> _Supplied text_
=====

Kill KIO (was: Repositioning the KDE brand)
Boudewijn Rempt
boud at valdyas.org
Wed Jul 22 07:38:22 BST 2009
On Monday 20 July 2009, Alexander Neundorf wrote:
> On Monday 20 July 2009, Boudewijn Rempt wrote:
> > On Friday 17 July 2009, Alexander Neundorf wrote:
> > > Can you make a list of concrete things which are problematic for you as
> > > it is now ?
> >
> > Well, basically the things Thiago mentioned earlier:
> >
> > * anything that needs to run another process than my application (kded,
> > kglobalacceld, klauncher, knotify, dbus...)
>
> I think dbus is something we should want to have also in Windows. We are
> not the only project using dbus, so if it is easy to have dbus working on
> Windows, other (non-KDE) free software projects may use it too.
>
> The other things, aren't they started automatically when you start a KDE
> application and they are not yet running ?
If the installation is complete and correct, yes. But it almost forces us into
a unix-like dependency tree, because you don't want to package dbus and
everything else with your application, install it, try to start it, notice
another version started by another app is already running and then be in
trouble.
And, on OSX, I've never seen them work correctly. That's probably fixable, but
fink and macports are hacks -- I cannot tell an artist from deviant art to try
Krita on his mac if he has to use either fink or macports. So I have to find a
a way to make a simple app bundle.
Now I used to care very little about this, because by preference I use KDE and
when I have to use something else, everything reminds me why I prefer KDE, but
people are asking about it, and if I provide something, I want to do it
properly. (For krita the issue is moot on windows, since we apparently wrote
C++ that Visual Studio cannot compile, and I don't have an environment to
figure out what I did wrong...)

=====

> _Given information_

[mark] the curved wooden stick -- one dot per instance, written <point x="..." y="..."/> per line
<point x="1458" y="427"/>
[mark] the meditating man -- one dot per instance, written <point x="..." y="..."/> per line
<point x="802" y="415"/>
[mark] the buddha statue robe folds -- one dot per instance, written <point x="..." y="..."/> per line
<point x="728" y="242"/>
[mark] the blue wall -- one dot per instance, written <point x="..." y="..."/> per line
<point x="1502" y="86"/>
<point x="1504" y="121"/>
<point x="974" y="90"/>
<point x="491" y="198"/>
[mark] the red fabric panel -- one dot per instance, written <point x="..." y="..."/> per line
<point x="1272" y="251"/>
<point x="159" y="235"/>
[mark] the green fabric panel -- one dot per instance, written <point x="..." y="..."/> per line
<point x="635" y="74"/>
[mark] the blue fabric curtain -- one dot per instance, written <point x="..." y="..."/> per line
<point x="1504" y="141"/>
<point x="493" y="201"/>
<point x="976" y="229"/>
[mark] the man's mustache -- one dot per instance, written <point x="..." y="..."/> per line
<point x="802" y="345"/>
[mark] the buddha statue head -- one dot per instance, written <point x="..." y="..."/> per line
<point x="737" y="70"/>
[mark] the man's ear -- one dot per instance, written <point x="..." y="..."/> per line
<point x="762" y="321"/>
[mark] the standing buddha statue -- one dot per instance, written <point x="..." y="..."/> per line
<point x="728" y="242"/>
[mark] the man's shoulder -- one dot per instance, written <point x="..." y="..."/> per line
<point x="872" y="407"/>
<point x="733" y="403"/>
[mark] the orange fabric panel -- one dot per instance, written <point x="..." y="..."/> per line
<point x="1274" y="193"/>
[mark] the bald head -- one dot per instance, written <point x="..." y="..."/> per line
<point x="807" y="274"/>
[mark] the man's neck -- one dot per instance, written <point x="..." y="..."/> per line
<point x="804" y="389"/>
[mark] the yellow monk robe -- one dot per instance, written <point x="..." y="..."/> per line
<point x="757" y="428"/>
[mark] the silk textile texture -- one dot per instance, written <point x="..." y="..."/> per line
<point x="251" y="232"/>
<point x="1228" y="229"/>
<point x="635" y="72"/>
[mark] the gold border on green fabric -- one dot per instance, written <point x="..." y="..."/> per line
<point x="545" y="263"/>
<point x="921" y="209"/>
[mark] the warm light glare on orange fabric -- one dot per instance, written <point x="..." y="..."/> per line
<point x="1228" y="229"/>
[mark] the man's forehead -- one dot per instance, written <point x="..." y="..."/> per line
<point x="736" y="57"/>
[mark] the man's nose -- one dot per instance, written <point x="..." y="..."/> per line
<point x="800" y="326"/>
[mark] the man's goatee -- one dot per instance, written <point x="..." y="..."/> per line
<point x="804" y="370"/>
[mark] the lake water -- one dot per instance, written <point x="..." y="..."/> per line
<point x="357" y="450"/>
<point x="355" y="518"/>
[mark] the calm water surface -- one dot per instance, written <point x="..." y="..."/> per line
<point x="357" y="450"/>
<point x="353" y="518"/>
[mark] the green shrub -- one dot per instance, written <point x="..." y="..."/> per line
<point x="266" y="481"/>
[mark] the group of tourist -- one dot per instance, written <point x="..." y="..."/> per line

=====

> _Actions to take_
1. Answer these from the mailing list post:
(a) Which processes other than the application itself are listed as problematic?
(b) Which two tools on OSX does the writer call hacks?
(c) What makes the issue moot for Krita on Windows?
2. According to the mailing list post, why does the writer need to find a way to make a simple app bundle for OSX?
3. Pick up the mailing list post after its last sentence and continue it.
The rows above are separate material and have no connection to the mailing list post.

> _Answers to the exercise_
1.
(a) kded, kglobalacceld, klauncher, knotify, and dbus.
(b) Fink and macports.
(c) They wrote C++ that Visual Studio apparently cannot compile.

2. He considers fink and macports hacks, and he cannot tell an artist from deviant art to try Krita on a Mac if that artist has to use either of them. A simple app bundle would avoid that requirement.

3.
> Which of them are necessary on Windows or Mac is a different question.
>
> > * anything that wants to finds installed stuff in some pre-ordained path
> > or file system structure.
>
> I.e. on Windows and Mac hardcoding/compiling in paths depending in
> CMAKE_INSTALL_PREFIX is bad, but locations should be determined at runtime
> relative to <something>. Isn't something like this already done under
> Windows?
>
> > * and for this particular issue, anything that adds size on disk or in
> > memory for something I am not using.
>
> I guess that's also true on Linux (... especially on low end
> netbooks/embedded systems/etc).
Yes, I was also thinking about that. Sometimes it's not worth the extra
features, and it would be nice if Qt papered over this; that if KDE platform
features are available, Qt uses it, but that I wouldn't have to code different
versions of my apps for when KDE is around and when it isn't.
And if I want to provide libraries that are generally useful, like KOffice's
odf library, I really want to have something that doesn't need KDE, but can
use it if it's present.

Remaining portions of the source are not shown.